#### [Exercise text]
================

The current obsession with Microsoft Teams, for instance, is the same obsession we had with Slack about 4 or 5 years ago (Remember how it was going to kill *cough* email *cough* once and for all?), but that’s now gone for Slack. People are starting to feel that fatigue based on the overwhelming frenzy to keep up with everyone’s busyness. So, through the data, I am seeing the need for that reemergence of ESNs to help us slow down, focus on more meaningful, purposeful conversations and not just for a team or two, but for the entire organisation. But, like I said, I’ll be expanding plenty more on this in an upcoming blog post.
Eventually, what I have realised over the course of the last three years is that, through those different data entry points, I can find emerging patterns of interactions; discovering experts from within closed systems; building hybrid models of adapting to old and new tools, behaviours, habits, business pratices; identifying potential data leaks, or unnecessary costs incurred; or, my favourite one, the final frontier: how are you collaborating with your customers and business partners, perhaps even your competitors, beyond just email and the odd phone call or Web meeting?
I don’t know about you, but that’s pretty much what excites me the most at the moment from the current collaboration and knowledge sharing landscape through social, digital tools. Essentially, understand how data analytics can help me identify, evaluate and assess how healthy, mature and sustainable different digital workplace initiatives are across the board. Just in the recent past, for instance, I gave a couple of presentations on this very same topic.

================

#### [Raw data]
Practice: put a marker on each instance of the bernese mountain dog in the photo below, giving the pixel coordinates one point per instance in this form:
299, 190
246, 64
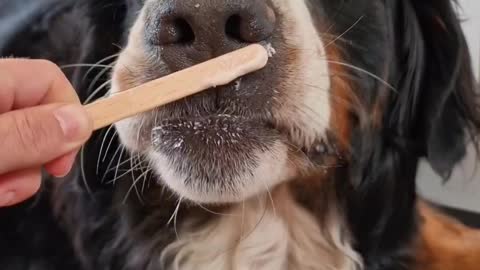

================

#### [Activities]
1. In the passage about workplace collaboration tools, which tool does the writer say was the object of the same obsession about four or five years ago?
2. Please carry on the passage about workplace collaboration tools, picking up after its final sentence.

#### [Answers for each item]
1. Slack.

2.
My good friend, and long time KM blogger, Stan Garfield invited me, back in February, to participate in the SIKM Month Gathering to talk exactly about this very same subject: i.e. The Impact of Data Analytics in Digital Transformation Programmes. If you would be interested, you could grab a copy of the presentation over here and then perhaps listen to the recording below (embedded) while flipping through the slides:
Or, you could also take a look into this other presentation I did in early March at IntraTeam 2020 where I expanded some more on different data visualisations that can help you challenge that status quo of how work happens that I referenced above by asking the tough questions no-one seems to want to ask anymore around the health and maturity, or the overall long-term sustainability, of the Digital Workplace:
If you have been reading this far, I would like to thank you all for your patience and for your perseverance. I know you may well say I am a fool, or maybe a dreamer. I mean, who does believe in data, or facts, nowadays anyway, right? The world has moved on from effective fact-based decision making and more into gut-feeling or, usually, negative emotions (i.e. rage, fear, uncertainty, you name it), as the main triggers of how we make today’s critical decisions.
You are probably right. But then again, if I were to justify my own working experience (and life for that matter!) from over the course of the last 23 years (and still going strong!) around Collaboration and the Digital Workplace, I’m quite happy to say I now count on data analytics to help me prove my own worth and added value to the customers I’ve worked with throughout the years. Having a better understanding of their needs and wants based on the data they themselves produce on a daily basis while they collaborate is probably as good as it gets. Observable work through data analytics, anyone?
Funny enough I know now how I was right in plenty of what I have been working on all along, but also on what I was wrong. And throughout all of that learning journey, it’s now those very same facts and data analysis that guide me through building incredibly powerful stories everyone can relate to, and embrace, while embarking themselves on their own Digital Transformation journey. On their terms. No longer just mine.